I concur in the judgments and conclusions reached in the majority opinion. I further observe that this is a good case in which to conclude, or in which the Ohio Supreme Court should conclude, that the defense of contributory negligence should be eliminated as part of the substantive law of Ohio and that, in its place, the doctrine of comparative negligence should be substituted.
The defense of contributory negligence is law created by the judiciary and therefore can be eliminated by the judiciary. The first contributory negligence case was Butterfield v. Forrester (K.B. 1809), 103 Eng. Rpt. 926. The first American case recognizing the defense of contributory negligence was Smith v.Smith (Mass. 1824), 2 Pick. 621. Prosser on Torts 416, Section 65 (4th ed. 1971), Note 1. For a comparison of early Ohio cases, see Kerwhaker v. C. C. C. R.R. Co. (1854), 3 Ohio St. 172,178; Mad River and L. E. R.R. Co. v. Barber (1856), 5 Ohio St. 541,563-564; Timmons v. Central Ohio R.R. Co. (1856), 6 Ohio St. 105,108-109 (citing Lord Ellenborough in Butterfield v.Forrester, supra); Puterbaugh v. Reasor (1859), 9 Ohio St. 484,489; and B. I. R.R. Co. v. Snyder (1868), 18 Ohio St. 399,409-410. *Page 184
The opinion in the present case, representing the views of a unanimous court, reveals how difficult it is for any jury to apply the contributory negligence rule to the facts and to reconcile such defense with the issue of a defendant's negligence.

**WHAT IS BEING ASKED**:
Answer these questions about the concurring opinion:
(a) What doctrine does the writer say should replace the defense of contributory negligence in Ohio?
(b) What case does the opinion name as the first contributory negligence case?
(c) Whose views does the opinion in the present case represent?
The listing after this point is not needed.

**AVAILABLE DATA**:

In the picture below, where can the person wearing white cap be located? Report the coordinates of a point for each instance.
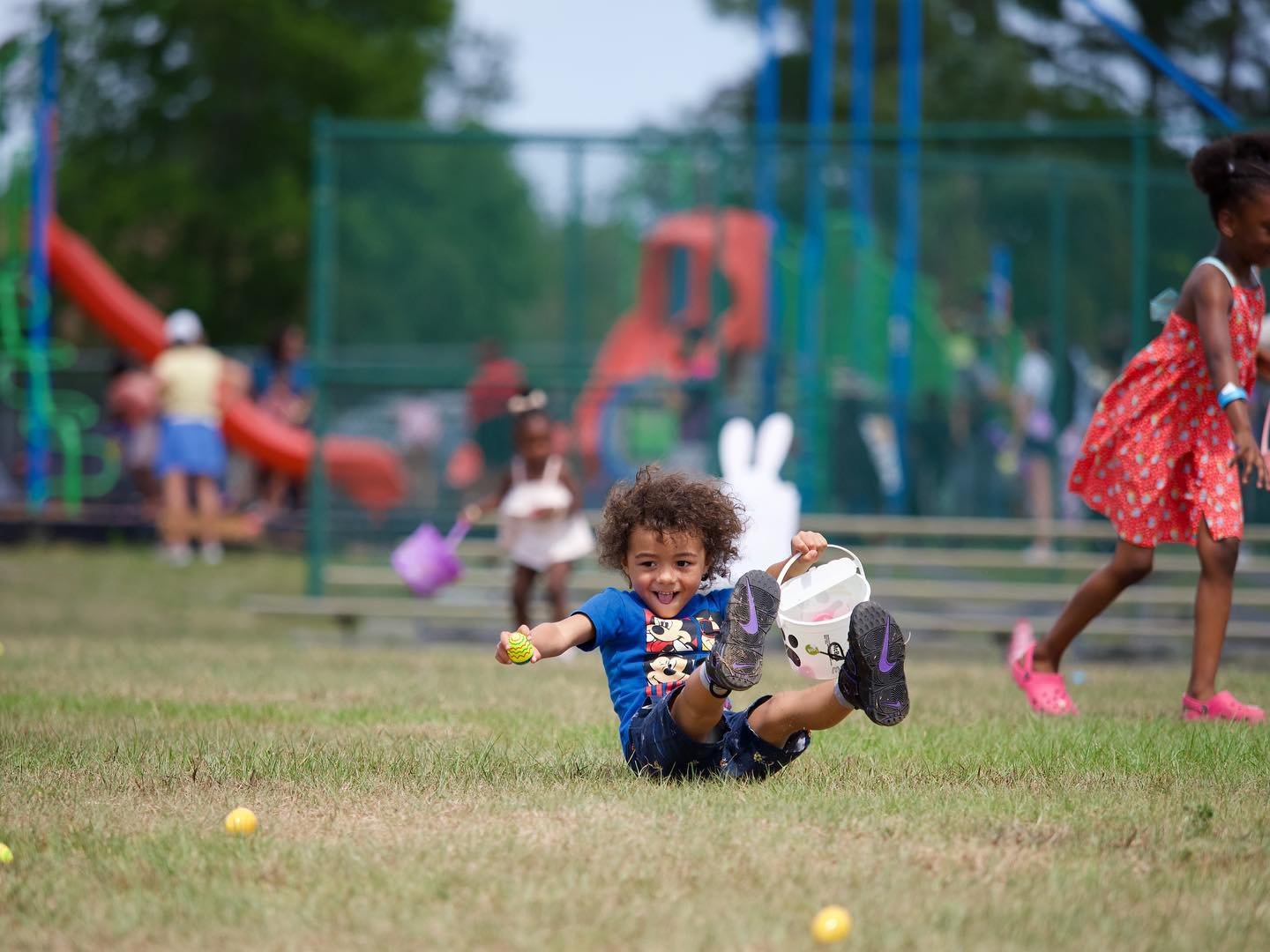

**TASK RESPONSE**:
(a) Comparative negligence.
(b) Butterfield v. Forrester (K.B. 1809).
(c) A unanimous court.